**SELECTED PASSAGE:**
The world line (or worldline) of an object is the path that object traces in 4-dimensional spacetime. It is an important concept in modern physics, and particularly theoretical physics.

https://en.wikipedia.org/wiki/World_line

Now photons do move along lightlike worldlines. You are correct, because on the lightlike worldline of a photon, the spacetime distance is 0. The photon does not have a reference frame, so it does not make sense to say " what would it look like from the photon's frame". But, since the spacetime distance for the photon is 0, you are correct, saying that the emission and absorption are casually connected for the photon and we could say the photon experiences both emission and absorption in one.

Now you are saying that altering the photon in the future (on the fly) would alter the photon back in time to the source.

In reality, you can use the double slit experiment with a detector, positioned after the slits, to show how there will be no interference pattern because the detector interacted with the photons after passing through the slits.

**RECORDS PROVIDED:**
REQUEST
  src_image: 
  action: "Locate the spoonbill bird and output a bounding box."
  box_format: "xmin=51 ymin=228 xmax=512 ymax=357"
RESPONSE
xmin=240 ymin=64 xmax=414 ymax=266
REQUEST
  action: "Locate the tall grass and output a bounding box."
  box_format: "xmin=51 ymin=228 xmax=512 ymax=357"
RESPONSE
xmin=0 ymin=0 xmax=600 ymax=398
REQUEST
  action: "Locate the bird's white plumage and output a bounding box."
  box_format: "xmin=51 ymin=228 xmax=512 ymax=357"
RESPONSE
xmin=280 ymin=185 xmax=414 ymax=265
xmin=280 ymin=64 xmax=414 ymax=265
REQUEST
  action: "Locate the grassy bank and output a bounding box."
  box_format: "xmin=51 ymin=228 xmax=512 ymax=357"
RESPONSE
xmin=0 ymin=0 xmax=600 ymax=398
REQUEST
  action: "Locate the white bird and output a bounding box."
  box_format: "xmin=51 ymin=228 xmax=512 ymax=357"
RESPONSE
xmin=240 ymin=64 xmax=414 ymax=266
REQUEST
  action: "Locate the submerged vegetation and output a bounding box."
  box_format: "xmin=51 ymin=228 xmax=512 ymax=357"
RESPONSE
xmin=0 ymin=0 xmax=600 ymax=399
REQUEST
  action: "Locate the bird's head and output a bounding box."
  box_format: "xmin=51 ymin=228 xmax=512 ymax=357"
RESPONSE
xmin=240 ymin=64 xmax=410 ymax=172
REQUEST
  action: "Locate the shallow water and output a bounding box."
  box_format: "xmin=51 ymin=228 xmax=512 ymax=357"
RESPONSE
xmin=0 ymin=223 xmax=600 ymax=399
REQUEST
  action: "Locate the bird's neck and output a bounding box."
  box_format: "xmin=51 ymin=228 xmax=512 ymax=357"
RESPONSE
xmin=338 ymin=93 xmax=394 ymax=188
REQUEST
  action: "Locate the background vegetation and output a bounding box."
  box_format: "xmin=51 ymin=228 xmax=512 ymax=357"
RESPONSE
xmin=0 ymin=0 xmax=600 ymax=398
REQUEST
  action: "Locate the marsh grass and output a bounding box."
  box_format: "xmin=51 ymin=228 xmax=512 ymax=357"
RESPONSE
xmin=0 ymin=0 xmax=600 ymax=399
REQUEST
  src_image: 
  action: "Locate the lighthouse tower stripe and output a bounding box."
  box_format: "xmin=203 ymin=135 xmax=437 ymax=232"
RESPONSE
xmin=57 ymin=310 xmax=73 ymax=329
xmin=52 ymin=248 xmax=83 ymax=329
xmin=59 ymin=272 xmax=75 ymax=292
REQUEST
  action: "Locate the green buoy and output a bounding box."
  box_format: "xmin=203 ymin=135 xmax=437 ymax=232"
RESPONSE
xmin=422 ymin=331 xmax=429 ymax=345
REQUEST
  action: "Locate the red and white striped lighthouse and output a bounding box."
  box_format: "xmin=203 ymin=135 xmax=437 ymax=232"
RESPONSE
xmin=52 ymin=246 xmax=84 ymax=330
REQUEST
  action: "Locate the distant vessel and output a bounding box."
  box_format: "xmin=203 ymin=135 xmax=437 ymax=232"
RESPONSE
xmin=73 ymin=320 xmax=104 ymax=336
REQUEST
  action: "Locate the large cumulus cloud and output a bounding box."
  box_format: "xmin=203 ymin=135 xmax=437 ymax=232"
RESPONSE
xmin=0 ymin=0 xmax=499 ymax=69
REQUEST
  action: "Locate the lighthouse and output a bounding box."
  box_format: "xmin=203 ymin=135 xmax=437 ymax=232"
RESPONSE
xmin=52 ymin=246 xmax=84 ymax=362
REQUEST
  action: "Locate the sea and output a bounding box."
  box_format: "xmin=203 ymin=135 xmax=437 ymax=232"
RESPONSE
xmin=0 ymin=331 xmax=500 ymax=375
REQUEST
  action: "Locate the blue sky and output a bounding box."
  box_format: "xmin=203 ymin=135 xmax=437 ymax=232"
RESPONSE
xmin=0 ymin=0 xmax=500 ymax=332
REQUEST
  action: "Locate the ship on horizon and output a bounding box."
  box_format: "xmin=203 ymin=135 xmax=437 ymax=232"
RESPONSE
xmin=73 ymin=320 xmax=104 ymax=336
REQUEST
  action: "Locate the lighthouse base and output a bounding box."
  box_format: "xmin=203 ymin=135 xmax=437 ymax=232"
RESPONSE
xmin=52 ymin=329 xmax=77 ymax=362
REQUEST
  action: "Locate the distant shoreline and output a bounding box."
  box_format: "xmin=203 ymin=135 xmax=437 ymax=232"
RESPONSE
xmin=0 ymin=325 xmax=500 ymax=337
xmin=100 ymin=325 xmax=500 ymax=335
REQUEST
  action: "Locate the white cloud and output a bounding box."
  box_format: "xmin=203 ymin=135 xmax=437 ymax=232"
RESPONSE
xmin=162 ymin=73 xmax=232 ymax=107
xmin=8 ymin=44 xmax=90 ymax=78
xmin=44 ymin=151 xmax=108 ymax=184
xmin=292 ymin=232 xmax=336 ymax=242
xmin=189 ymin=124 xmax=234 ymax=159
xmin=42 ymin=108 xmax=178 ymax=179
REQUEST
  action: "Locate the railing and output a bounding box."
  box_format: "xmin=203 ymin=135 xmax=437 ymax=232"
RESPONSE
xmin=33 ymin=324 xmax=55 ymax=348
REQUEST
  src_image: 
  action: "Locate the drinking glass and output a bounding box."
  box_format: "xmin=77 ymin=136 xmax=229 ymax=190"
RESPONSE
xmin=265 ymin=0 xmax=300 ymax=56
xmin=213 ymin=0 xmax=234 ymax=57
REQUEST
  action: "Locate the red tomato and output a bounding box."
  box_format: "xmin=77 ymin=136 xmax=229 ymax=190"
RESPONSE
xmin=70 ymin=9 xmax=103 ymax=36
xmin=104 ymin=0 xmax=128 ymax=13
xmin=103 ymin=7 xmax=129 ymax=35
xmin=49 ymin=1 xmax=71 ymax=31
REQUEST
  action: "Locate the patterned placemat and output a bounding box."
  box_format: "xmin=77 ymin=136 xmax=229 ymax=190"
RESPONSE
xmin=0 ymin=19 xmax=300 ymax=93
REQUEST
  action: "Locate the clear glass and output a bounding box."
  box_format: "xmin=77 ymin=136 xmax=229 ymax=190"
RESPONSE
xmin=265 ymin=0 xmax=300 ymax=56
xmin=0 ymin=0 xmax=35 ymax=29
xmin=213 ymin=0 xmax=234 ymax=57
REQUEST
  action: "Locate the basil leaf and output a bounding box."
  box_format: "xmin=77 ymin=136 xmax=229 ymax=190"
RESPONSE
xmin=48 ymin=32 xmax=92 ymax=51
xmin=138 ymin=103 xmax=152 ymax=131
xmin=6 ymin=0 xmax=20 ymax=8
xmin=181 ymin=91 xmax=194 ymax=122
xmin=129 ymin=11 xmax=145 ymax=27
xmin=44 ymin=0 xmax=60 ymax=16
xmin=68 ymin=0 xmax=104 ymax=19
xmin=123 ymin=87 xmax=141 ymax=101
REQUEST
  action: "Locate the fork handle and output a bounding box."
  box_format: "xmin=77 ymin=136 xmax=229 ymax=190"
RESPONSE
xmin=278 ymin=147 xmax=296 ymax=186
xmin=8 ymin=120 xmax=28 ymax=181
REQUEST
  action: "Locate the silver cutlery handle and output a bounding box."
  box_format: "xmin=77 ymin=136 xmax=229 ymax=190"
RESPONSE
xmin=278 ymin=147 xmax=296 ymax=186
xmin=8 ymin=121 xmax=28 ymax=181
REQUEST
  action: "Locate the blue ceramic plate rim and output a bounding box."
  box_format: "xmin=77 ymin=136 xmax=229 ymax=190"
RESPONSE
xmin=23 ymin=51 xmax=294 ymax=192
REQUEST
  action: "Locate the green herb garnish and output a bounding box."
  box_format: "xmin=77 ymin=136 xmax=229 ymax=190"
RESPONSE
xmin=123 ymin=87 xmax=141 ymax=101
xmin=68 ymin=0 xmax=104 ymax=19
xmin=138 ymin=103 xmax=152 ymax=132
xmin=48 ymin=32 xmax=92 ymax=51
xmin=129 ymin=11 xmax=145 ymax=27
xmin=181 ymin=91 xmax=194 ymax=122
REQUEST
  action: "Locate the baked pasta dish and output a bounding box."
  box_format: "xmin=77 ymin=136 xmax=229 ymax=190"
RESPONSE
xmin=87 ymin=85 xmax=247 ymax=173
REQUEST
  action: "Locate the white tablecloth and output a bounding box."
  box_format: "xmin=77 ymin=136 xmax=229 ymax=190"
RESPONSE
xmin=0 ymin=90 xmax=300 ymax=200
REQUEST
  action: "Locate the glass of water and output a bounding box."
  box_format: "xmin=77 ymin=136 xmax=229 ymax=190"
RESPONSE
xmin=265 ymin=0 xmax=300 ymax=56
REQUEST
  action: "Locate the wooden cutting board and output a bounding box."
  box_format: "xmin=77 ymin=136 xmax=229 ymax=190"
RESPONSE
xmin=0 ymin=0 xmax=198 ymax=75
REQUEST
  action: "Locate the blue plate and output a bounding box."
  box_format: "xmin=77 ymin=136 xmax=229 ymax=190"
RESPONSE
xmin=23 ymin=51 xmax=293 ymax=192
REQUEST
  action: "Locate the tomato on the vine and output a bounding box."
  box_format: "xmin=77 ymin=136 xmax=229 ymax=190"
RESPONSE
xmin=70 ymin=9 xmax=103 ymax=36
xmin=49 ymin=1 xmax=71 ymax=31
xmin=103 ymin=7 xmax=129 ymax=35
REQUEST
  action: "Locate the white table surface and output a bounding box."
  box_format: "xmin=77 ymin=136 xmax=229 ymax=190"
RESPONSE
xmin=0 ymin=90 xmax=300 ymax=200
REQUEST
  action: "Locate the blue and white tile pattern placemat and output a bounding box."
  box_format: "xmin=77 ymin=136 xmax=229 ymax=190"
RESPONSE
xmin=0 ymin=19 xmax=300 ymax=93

...

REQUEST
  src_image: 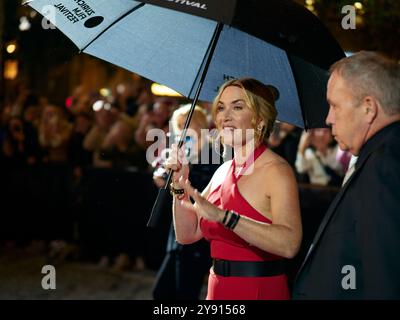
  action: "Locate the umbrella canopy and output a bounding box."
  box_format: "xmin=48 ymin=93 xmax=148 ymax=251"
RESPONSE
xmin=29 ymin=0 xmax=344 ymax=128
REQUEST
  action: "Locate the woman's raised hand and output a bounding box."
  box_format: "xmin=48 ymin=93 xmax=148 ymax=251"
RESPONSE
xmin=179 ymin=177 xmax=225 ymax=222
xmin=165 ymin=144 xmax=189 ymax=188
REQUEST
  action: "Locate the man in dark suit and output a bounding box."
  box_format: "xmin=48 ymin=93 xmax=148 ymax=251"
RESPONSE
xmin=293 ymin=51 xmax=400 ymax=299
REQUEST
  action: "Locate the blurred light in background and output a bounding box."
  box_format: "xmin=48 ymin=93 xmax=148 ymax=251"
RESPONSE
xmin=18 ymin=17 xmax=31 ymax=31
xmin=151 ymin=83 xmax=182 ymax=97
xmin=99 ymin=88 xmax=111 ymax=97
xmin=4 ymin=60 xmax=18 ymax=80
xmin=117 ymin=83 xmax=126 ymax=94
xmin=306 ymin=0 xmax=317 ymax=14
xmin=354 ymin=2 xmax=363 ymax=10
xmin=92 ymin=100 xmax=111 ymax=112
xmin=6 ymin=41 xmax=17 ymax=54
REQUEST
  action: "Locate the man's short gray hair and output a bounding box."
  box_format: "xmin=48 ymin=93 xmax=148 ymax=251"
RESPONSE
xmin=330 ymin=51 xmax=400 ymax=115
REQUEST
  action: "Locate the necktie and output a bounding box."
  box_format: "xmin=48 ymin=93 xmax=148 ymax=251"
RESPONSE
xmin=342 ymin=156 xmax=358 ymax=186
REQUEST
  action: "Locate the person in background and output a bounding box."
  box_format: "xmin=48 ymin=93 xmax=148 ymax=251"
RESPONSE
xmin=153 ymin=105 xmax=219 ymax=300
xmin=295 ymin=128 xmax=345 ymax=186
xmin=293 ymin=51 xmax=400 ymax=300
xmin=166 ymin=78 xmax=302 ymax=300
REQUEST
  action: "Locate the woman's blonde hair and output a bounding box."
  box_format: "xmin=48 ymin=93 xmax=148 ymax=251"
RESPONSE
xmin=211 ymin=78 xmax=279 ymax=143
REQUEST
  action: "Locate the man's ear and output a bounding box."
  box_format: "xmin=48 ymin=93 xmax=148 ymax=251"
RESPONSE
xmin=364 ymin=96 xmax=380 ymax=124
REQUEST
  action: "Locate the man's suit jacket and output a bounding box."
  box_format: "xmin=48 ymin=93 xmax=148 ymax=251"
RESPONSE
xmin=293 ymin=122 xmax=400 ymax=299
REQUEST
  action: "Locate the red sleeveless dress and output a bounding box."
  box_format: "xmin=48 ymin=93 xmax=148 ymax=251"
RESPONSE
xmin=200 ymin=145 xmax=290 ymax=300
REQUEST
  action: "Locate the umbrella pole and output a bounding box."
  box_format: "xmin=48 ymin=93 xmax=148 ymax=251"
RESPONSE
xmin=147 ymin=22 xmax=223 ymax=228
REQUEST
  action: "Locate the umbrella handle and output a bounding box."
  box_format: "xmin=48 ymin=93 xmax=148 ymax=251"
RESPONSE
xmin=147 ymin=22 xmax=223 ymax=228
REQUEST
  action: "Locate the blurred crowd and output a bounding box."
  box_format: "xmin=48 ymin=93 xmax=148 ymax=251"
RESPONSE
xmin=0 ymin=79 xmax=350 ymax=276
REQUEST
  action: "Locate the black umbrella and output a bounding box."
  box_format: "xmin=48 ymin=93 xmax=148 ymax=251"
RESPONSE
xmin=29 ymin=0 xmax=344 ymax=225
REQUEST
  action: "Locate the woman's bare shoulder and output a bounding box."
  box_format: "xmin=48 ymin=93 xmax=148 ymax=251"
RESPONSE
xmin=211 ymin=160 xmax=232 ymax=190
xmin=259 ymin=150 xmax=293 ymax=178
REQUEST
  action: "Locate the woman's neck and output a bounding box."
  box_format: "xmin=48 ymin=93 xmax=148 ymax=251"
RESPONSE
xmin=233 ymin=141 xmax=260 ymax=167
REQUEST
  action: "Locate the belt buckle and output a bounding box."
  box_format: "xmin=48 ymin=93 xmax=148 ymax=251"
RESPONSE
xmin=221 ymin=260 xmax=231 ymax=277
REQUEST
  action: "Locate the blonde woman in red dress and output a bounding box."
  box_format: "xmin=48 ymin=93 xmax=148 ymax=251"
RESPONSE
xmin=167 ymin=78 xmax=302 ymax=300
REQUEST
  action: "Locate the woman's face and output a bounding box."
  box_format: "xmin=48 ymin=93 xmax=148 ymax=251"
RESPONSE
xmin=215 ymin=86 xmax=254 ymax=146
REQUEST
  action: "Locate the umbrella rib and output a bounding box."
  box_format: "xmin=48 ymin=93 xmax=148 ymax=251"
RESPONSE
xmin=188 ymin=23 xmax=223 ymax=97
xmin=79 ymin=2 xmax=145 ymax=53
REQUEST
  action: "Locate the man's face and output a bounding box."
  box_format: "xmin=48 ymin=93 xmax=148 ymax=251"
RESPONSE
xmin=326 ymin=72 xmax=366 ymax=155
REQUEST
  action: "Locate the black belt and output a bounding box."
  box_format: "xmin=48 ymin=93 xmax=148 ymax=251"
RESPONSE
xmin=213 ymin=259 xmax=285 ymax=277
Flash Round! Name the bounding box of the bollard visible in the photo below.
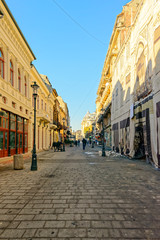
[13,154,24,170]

* * *

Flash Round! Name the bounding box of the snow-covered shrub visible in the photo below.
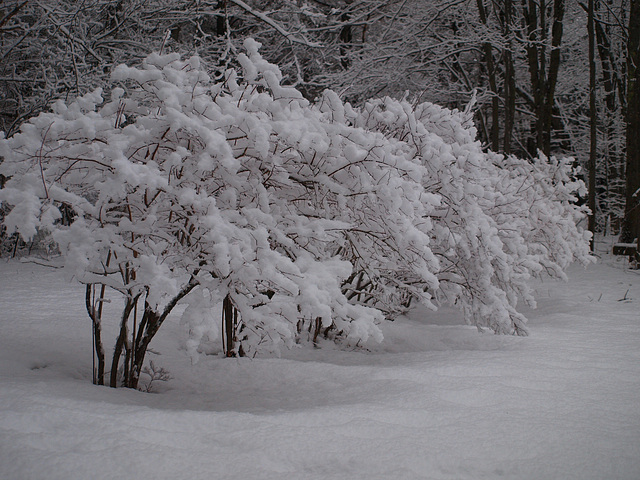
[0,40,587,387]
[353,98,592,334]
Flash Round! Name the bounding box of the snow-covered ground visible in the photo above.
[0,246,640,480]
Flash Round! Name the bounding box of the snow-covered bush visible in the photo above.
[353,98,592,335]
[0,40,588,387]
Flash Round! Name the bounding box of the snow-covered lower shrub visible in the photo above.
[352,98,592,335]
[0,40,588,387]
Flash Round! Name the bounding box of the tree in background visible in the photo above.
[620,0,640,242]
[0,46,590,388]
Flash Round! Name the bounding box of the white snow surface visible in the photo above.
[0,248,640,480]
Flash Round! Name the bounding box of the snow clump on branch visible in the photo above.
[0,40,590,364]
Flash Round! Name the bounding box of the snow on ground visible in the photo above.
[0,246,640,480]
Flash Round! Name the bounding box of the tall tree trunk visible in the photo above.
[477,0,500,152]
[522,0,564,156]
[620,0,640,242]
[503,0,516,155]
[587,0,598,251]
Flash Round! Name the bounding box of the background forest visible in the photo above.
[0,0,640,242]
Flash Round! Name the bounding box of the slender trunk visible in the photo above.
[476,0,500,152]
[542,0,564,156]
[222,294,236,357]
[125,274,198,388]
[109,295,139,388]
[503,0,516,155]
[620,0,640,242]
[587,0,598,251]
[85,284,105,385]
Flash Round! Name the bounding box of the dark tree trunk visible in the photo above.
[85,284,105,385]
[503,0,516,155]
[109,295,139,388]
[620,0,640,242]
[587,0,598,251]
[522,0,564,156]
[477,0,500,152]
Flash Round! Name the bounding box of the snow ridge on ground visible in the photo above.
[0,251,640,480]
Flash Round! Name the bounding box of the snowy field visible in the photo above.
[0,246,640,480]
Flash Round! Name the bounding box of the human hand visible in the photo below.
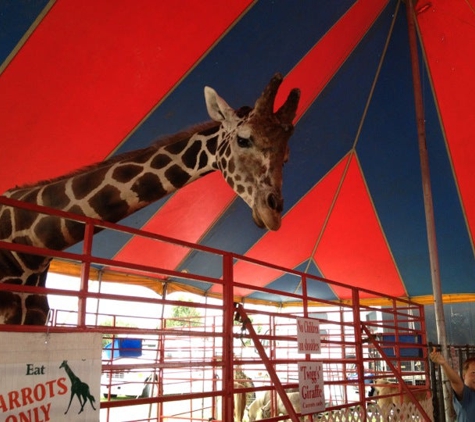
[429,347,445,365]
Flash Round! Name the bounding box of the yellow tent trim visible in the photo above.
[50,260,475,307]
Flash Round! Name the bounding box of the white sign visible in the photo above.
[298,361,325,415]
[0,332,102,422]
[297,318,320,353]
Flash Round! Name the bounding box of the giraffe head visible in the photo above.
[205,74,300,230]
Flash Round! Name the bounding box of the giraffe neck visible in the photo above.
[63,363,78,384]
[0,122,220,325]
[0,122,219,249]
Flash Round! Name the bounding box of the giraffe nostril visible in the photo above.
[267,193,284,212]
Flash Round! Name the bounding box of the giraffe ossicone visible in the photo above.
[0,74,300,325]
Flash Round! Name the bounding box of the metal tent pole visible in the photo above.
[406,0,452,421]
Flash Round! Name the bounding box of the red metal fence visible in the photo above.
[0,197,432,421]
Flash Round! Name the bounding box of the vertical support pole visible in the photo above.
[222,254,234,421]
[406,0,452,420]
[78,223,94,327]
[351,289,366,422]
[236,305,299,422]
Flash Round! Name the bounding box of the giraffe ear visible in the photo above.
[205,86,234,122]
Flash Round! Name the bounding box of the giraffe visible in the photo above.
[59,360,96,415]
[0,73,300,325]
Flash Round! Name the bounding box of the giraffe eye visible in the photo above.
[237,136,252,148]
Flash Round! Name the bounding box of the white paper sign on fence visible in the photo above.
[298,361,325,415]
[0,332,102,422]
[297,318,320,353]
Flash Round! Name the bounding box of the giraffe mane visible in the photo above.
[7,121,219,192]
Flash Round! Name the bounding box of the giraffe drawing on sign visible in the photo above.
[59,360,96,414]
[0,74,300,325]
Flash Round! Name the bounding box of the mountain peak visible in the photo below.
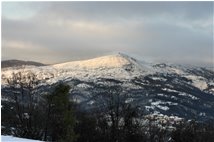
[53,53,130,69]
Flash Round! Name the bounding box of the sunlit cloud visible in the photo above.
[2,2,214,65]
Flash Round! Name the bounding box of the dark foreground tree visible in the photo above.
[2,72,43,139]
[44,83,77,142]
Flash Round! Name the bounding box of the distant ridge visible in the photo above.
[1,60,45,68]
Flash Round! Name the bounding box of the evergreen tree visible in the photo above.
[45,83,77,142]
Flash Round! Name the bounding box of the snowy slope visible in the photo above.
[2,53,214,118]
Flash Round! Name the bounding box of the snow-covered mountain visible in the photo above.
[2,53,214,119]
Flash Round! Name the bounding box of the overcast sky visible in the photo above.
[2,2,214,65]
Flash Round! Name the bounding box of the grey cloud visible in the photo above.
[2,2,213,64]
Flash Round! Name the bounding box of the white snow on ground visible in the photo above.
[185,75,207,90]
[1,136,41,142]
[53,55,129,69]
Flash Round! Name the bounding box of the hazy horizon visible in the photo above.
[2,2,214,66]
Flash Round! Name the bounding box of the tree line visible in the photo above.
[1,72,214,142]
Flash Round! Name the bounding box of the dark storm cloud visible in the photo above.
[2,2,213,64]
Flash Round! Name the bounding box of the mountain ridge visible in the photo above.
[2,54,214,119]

**REQUIREMENT 1:** Collect each line of the rows above that contains the word "ridge".
**REQUIREMENT 2:** Carry on the passage about photon worldlines, picking up after its final sentence.

**EXPECTED ANSWER 1:**
Flash Round! Name the bounding box of the snow ridge on ground visible in the photo above.
Flash Round! Name the bounding box of the distant ridge visible in the photo above.
Flash Round! Name the bounding box of the mountain ridge visible in the photo above.

**EXPECTED ANSWER 2:**
In this case the wavefunction of the photons is collapsed (after passing through the slits) and the phases of the photons are lost, and there will be no interference pattern.

When the electron suffers inelastic scattering, it is localized; this means that its wavefunction collapses and after the measurement act, it propagates roughly as a spherical wave from the region of interaction, with no phase relation at all with other elastically or inelastically scattered electrons,” Frabboni said. “The experimental results show electrons through two slits (so two bright lines in the image when elastic and inelastic scattered electrons are collected) with negligible interference effects in the one-slit Fraunhofer diffraction pattern formed with elastic electrons.

https://physics.stackexchange.com/a/452027/132371

The example is for electrons but works the same for photons. In the example there is a crystal positioned after the slits, and this is inelastic scattering which means the photons interact with the detector, thus there will be no interference pattern.

You could argue that this is like changing the photon back in time, but in reality this is because of QM and the wavefunction is set up so that interacting with the photons collapses the wavefunction and the phases are lost and there will be no interference pattern. You could say that photons do not experience time or that they experience the whole timescale between emission and absorption in one, but photons do not have a reference frame.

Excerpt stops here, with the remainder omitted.